From: Christian Borntraeger <borntraeger@de.ibm.com>
To: David Hildenbrand <david@redhat.com>,
Janosch Frank <frankja@linux.vnet.ibm.com>
Cc: KVM <kvm@vger.kernel.org>, Cornelia Huck <cohuck@redhat.com>,
Thomas Huth <thuth@redhat.com>,
Ulrich Weigand <Ulrich.Weigand@de.ibm.com>,
Claudio Imbrenda <imbrenda@linux.ibm.com>,
Andrea Arcangeli <aarcange@redhat.com>,
linux-s390 <linux-s390@vger.kernel.org>,
Michael Mueller <mimu@linux.ibm.com>,
Vasily Gorbik <gor@linux.ibm.com>,
linux-mm@kvack.org, Andrew Morton <akpm@linux-foundation.org>
Subject: Re: [PATCH 05/35] s390/mm: provide memory management functions for protected KVM guests
Date: Fri, 14 Feb 2020 22:17:06 +0100 [thread overview]
Message-ID: <deb3faec-f05c-4fb0-9a4a-e38ee58a637d@de.ibm.com> (raw)
In-Reply-To: <1fb4da22-bab4-abe3-847b-5a7d79d84774@redhat.com>
In general this patch has changed a lot, but several comments still apply
On 14.02.20 18:59, David Hildenbrand wrote:
>>
>> /*
>> @@ -1086,12 +1106,16 @@ static inline pte_t ptep_get_and_clear_full(struct mm_struct *mm,
>> unsigned long addr,
>> pte_t *ptep, int full)
>> {
>> + pte_t res;
>
> Empty line missing.
ack
>
>> if (full) {
>> - pte_t pte = *ptep;
>> + res = *ptep;
>> *ptep = __pte(_PAGE_INVALID);
>> - return pte;
>> + } else {
>> + res = ptep_xchg_lazy(mm, addr, ptep, __pte(_PAGE_INVALID));
>> }
>> - return ptep_xchg_lazy(mm, addr, ptep, __pte(_PAGE_INVALID));
>> + if (mm_is_protected(mm) && pte_present(res))

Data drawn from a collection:

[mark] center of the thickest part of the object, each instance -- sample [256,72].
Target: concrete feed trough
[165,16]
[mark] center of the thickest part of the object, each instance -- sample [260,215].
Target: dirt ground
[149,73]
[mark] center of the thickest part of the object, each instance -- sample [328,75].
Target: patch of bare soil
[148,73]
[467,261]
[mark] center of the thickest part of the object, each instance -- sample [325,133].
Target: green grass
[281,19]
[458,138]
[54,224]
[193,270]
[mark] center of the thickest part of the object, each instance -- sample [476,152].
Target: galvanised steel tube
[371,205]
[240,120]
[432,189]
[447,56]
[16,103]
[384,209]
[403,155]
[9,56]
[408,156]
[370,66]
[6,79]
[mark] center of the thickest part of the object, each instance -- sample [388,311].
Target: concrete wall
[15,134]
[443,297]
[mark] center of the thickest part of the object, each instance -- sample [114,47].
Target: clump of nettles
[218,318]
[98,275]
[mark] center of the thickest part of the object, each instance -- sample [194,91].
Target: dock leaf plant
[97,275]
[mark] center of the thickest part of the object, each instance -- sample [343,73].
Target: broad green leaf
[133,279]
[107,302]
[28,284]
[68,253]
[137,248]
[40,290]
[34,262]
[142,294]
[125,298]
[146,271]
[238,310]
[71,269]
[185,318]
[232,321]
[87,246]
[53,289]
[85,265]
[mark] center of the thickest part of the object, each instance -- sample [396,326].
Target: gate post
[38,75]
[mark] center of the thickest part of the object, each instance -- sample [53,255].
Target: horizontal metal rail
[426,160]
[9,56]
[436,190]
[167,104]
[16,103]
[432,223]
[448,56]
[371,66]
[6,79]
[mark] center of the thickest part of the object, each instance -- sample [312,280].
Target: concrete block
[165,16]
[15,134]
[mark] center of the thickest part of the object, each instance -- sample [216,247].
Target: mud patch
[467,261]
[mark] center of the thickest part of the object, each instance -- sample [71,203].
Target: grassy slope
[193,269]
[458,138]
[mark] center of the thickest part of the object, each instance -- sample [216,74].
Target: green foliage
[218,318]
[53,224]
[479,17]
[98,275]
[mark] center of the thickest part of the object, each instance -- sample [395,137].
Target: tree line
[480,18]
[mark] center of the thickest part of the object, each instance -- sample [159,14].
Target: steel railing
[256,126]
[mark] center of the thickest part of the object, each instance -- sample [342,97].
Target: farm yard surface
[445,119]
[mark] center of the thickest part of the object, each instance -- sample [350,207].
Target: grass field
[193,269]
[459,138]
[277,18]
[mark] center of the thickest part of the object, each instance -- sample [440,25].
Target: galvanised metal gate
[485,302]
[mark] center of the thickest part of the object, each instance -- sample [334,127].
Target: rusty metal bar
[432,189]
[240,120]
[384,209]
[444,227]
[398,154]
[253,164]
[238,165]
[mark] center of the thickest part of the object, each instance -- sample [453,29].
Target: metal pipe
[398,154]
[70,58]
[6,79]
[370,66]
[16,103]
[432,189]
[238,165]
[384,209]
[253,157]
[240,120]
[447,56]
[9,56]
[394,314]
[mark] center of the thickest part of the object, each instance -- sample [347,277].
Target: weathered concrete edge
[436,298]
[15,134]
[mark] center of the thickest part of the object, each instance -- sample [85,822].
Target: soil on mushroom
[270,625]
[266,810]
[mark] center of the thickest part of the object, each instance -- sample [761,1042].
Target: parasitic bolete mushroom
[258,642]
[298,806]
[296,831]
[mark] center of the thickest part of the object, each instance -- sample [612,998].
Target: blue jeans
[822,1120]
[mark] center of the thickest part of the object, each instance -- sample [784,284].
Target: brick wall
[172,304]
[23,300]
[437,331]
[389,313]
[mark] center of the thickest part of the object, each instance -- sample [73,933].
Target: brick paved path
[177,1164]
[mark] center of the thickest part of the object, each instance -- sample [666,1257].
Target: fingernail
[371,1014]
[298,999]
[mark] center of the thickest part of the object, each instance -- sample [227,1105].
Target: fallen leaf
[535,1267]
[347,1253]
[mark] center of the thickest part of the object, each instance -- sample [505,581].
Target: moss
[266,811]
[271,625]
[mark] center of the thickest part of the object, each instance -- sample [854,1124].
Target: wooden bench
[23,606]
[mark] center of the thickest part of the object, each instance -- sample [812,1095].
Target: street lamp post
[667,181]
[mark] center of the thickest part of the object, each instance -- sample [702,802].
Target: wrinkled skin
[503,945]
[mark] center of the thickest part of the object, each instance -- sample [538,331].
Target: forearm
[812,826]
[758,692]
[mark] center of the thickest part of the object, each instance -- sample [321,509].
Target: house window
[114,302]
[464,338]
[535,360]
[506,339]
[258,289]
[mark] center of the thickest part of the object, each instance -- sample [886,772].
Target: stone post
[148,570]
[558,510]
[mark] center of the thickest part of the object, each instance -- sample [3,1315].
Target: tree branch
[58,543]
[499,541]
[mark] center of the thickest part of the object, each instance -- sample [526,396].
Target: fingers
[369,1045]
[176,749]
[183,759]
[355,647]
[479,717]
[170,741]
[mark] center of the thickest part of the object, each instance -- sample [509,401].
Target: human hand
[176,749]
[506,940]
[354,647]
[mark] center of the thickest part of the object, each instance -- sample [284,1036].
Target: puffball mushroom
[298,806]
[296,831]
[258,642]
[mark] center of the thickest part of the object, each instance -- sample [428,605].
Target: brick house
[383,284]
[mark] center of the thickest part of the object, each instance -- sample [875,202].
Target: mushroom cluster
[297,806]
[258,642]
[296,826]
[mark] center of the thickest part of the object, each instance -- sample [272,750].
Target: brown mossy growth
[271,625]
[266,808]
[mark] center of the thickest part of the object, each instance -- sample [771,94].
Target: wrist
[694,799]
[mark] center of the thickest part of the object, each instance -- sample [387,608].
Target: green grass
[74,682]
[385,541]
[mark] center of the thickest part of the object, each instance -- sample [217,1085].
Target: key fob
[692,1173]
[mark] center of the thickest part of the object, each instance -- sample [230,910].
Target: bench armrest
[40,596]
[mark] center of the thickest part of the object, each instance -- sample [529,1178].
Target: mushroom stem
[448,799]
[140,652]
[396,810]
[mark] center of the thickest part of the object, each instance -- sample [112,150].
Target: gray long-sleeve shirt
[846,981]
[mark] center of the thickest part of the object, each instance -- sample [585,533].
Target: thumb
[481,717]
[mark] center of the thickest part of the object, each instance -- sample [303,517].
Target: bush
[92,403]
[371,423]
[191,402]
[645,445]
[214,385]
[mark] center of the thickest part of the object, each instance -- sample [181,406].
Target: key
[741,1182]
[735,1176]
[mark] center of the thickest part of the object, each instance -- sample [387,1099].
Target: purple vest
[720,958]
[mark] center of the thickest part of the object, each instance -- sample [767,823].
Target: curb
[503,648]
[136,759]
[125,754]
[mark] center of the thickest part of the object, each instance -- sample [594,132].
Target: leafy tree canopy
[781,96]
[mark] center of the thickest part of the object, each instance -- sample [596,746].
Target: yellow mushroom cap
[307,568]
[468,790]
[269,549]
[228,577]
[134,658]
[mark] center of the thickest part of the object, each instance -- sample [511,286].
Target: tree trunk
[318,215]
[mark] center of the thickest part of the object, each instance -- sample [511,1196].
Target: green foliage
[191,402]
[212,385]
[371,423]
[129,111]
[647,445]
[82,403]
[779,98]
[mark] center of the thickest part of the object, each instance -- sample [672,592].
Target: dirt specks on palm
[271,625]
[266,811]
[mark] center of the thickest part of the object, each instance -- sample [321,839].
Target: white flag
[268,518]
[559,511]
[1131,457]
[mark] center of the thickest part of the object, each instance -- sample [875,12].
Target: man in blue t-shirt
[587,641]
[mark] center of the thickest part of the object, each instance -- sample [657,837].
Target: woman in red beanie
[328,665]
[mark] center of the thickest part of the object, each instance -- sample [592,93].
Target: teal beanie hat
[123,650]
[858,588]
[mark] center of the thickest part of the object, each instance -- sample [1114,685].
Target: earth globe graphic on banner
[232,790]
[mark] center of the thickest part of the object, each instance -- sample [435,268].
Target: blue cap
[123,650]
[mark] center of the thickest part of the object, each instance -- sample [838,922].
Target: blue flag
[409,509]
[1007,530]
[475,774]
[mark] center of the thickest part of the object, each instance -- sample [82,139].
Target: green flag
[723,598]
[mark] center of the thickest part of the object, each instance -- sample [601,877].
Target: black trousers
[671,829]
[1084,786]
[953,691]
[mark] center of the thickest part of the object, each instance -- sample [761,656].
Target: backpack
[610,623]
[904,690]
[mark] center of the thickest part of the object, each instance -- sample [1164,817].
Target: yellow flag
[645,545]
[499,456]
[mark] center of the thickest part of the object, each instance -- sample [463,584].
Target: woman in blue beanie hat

Directions ->
According to the patch review message above, why do the reviewer's comments still matter even though the patch has changed a lot? Please answer in one to three sentences.

Exercise solution ->
Several of the comments still apply to the patch, even though it has changed a lot in general. One example is the note that an empty line is missing after the declaration "pte_t res;", which gets the reply "ack."